**Text passage**
┌────────
But I believe there is no other way that I would remember the little snippets of our racing adventures without this blog. In this digital age, gone are the days where you’d write on the back of a photo the names of the individuals and the date of the event. Wow, how funny would it be to write ‘Charles aged 25, off the back again – Sunday 7th June 2015‘ on one of my latest snap shots!

Nowadays we have to rely on the memory of our smartphones to click on the info button and receive the date and the time a photo was taken and the very impersonal announcement of how much memory the image is taking up. Writing this blog helps to reconnect slightly with the more personal side of life, instead of just uploading race results to Facebook and moving on, I get to add the emotional, amusing and sometimes downright silly moments that is life. So for that, I am truly thankful and long may it continue.

The blog has been a little quiet of late, but believe me, life (and cycling) has not! At the start of the month we took a trip to Dublin to celebrate our own anniversary (does a blog anniversary mean we can go again next week?!) and then Charles was racing the John Andrews road race the following weekend. I then took an impromptu afternoon off of work to join Charles in Bath where he was racing a support race for the Tour Series – Wow. Cobbles. Is all I can say. Then the weekend just gone we attended a time trial for which my alarm went off at 5am (!?!?!) but all this hilarity is in a blog post to follow.
└────────
**Set exercise A**
Please render the stretch of rows from the start through the line containing "MULTIPOLYGON (((290 185, 286" as a Markdown table with the columns Row and Line, numbering each line and leaving out blank lines.
The blog post and the rows have no connection to each other.

Collected data entries:
┌────────
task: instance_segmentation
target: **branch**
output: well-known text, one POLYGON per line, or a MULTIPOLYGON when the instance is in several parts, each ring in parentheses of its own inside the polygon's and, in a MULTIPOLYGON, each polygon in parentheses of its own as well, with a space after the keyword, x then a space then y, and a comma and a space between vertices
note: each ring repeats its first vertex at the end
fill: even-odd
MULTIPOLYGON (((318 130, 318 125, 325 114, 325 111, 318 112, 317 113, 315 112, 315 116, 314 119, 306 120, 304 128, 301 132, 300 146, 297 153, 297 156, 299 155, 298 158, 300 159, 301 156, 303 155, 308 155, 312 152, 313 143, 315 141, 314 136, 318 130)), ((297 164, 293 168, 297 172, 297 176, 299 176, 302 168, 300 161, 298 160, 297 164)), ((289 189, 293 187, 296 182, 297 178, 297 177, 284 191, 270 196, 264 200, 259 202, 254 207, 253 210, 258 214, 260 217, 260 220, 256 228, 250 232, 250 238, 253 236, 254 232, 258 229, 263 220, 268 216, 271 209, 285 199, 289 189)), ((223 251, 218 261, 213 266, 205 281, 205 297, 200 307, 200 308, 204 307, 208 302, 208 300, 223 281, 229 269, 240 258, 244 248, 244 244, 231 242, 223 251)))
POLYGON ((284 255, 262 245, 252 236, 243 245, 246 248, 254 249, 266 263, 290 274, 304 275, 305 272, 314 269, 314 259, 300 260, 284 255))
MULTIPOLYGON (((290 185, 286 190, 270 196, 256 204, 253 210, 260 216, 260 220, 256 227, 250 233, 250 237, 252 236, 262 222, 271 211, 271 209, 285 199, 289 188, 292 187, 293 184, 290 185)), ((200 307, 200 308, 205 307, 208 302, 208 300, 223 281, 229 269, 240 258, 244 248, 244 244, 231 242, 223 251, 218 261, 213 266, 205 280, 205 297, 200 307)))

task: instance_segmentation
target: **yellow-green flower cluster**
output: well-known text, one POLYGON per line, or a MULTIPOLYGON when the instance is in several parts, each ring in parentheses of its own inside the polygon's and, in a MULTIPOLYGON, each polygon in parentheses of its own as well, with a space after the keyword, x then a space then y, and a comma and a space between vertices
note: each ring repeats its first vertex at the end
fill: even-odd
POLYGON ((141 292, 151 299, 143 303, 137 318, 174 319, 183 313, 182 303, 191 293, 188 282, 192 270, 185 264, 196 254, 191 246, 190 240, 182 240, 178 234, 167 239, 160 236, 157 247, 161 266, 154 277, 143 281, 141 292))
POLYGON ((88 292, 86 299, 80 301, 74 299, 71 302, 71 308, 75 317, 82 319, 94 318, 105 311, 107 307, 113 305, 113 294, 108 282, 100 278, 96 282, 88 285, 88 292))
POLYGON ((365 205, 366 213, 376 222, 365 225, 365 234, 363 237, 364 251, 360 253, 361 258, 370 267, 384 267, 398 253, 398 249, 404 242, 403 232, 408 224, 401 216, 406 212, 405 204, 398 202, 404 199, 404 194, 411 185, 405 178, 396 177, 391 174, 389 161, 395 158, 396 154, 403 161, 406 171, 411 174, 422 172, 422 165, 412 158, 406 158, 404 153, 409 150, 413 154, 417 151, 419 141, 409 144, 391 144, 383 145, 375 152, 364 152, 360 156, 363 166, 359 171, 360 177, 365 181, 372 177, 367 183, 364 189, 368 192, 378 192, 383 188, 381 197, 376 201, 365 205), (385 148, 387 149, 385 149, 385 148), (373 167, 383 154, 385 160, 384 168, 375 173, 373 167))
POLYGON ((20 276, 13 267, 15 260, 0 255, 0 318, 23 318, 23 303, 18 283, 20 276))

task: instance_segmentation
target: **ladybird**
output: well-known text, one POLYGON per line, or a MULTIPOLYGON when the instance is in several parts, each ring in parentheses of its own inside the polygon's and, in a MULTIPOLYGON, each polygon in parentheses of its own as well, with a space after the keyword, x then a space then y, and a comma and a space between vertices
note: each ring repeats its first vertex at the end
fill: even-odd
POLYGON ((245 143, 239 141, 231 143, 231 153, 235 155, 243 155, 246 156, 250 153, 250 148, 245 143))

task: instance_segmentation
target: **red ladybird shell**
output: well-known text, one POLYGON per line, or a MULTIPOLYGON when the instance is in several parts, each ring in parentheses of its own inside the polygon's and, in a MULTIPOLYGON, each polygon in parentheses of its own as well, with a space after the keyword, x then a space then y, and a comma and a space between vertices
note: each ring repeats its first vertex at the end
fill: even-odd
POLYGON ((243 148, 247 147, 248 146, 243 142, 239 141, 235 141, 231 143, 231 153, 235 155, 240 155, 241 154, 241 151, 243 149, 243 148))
└────────
**Set exercise B**
Decide whether each statement agrees with the blog post, answering yes or no and quoting the deciding words: (i) The trip to Dublin was made to celebrate an anniversary. (ii) Charles raced the John Andrews road race in Bath. (iii) The alarm for the time trial went off at 6am.

**Final answer A**
| Row | Line |
|---|---|
| 1 | task: instance_segmentation |
| 2 | target: **branch** |
| 3 | output: well-known text, one POLYGON per line, or a MULTIPOLYGON when the instance is in several parts, each ring in parentheses of its own inside the polygon's and, in a MULTIPOLYGON, each polygon in parentheses of its own as well, with a space after the keyword, x then a space then y, and a comma and a space between vertices |
| 4 | note: each ring repeats its first vertex at the end |
| 5 | fill: even-odd |
| 6 | MULTIPOLYGON (((318 130, 318 125, 325 114, 325 111, 318 112, 317 113, 315 112, 315 116, 314 119, 306 120, 304 128, 301 132, 300 146, 297 153, 297 156, 299 155, 298 158, 300 159, 301 156, 303 155, 308 155, 312 152, 313 143, 315 141, 314 136, 318 130)), ((297 164, 293 168, 297 172, 297 176, 299 176, 302 168, 300 161, 298 160, 297 164)), ((289 189, 293 187, 296 182, 297 178, 297 177, 284 191, 270 196, 264 200, 259 202, 254 207, 253 210, 258 214, 260 217, 260 220, 256 228, 250 232, 250 238, 253 236, 254 232, 258 229, 263 220, 268 216, 271 209, 285 199, 289 189)), ((223 251, 218 261, 213 266, 205 281, 205 297, 200 307, 200 308, 204 307, 208 302, 208 300, 223 281, 229 269, 240 258, 244 248, 244 244, 231 242, 223 251))) |
| 7 | POLYGON ((284 255, 262 245, 252 236, 243 245, 246 248, 254 249, 266 263, 290 274, 304 275, 305 272, 314 269, 314 259, 300 260, 284 255)) |
| 8 | MULTIPOLYGON (((290 185, 286 190, 270 196, 256 204, 253 210, 260 216, 260 220, 256 227, 250 233, 250 237, 252 236, 262 222, 271 211, 271 209, 285 199, 289 188, 292 187, 293 184, 290 185)), ((200 307, 200 308, 205 307, 208 302, 208 300, 223 281, 229 269, 240 258, 244 248, 244 244, 231 242, 223 251, 218 261, 213 266, 205 280, 205 297, 200 307))) |

**Final answer B**
(i) Yes: "At the start of the month we took a trip to Dublin to celebrate our own anniversary"
(ii) No: "join Charles in Bath where he was racing a support race for the Tour Series"
(iii) No: "my alarm went off at 5am"